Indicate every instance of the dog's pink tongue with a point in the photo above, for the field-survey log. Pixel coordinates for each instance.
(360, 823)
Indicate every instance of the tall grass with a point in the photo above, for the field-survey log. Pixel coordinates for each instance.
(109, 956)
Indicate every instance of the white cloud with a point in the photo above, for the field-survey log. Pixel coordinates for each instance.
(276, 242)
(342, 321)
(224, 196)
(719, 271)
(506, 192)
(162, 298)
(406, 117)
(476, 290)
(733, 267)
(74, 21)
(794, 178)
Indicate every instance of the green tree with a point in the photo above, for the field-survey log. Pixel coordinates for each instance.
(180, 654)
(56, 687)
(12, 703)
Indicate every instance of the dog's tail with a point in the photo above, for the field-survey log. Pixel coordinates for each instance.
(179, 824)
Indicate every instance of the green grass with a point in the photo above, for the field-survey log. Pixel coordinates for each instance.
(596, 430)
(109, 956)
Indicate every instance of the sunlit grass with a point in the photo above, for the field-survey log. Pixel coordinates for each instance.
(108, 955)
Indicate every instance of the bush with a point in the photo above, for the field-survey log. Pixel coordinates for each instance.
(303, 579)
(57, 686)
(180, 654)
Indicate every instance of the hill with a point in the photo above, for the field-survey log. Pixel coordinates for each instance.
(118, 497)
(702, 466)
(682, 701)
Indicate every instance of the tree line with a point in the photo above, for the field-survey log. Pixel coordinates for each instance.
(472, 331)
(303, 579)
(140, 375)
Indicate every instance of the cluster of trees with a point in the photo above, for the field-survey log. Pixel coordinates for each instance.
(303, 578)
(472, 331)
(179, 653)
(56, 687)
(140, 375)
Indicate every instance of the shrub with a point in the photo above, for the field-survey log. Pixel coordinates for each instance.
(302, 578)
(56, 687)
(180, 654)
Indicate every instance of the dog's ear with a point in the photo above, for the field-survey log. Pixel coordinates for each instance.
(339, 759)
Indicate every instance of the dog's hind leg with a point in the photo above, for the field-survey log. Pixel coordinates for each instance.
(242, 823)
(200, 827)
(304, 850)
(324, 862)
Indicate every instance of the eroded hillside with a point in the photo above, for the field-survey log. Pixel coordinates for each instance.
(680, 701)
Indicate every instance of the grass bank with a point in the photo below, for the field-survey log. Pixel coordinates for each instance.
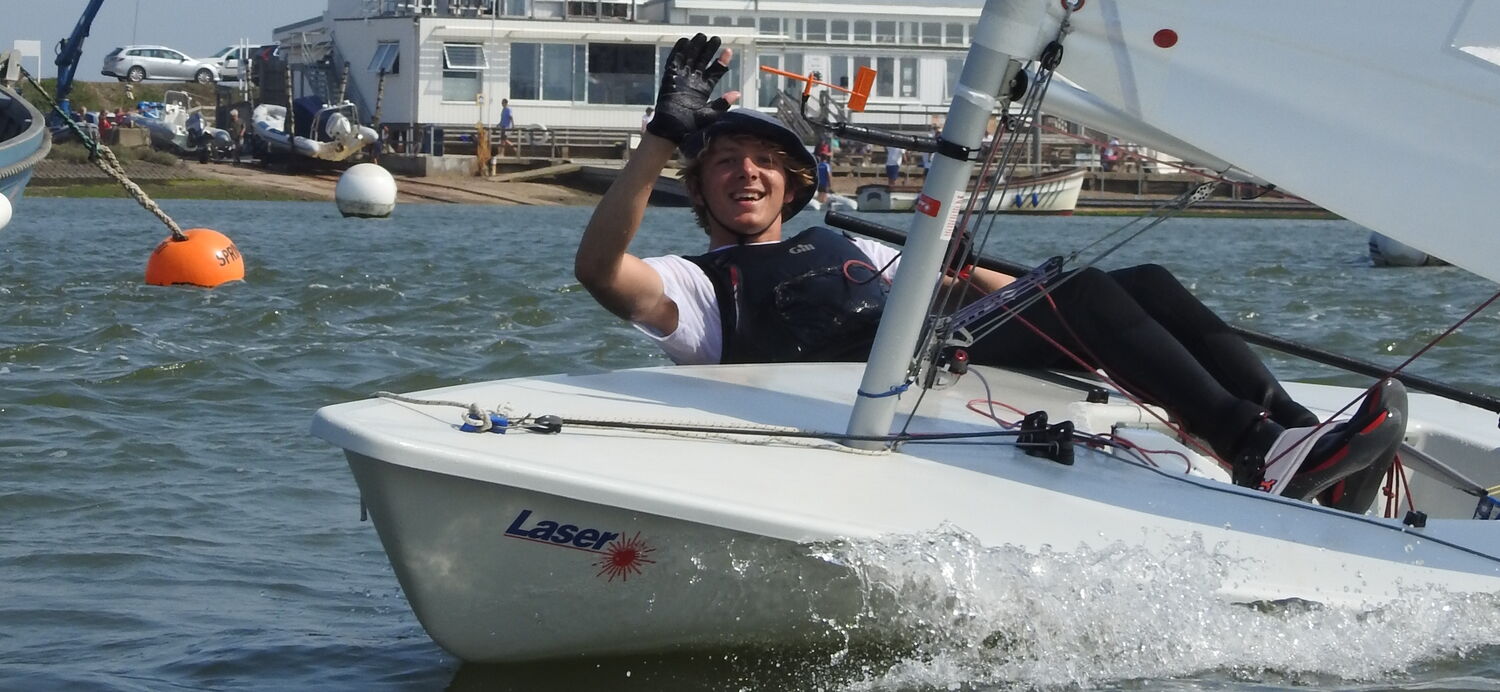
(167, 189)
§ §
- REQUEST -
Pull out every line from the one containing "Indicate every instance of the dog's hind" through the end of the items above and copy them verbatim. Leave the pictures out of your answer.

- SOLUTION TO THIS PROBLEM -
Indicate every instance of the dog's hind leg with a point in the photo above, for the field-survey log. Pixel coordinates for each instance.
(242, 823)
(200, 827)
(304, 850)
(324, 862)
Indicate every instance of the eroded hillside with a point in the photo above, for the field-survey log. Pixel coordinates for each instance.
(680, 701)
Indicate every instance of the grass bank with a point in the photo below, for the field-survey log. Pixel coordinates for each instance.
(167, 189)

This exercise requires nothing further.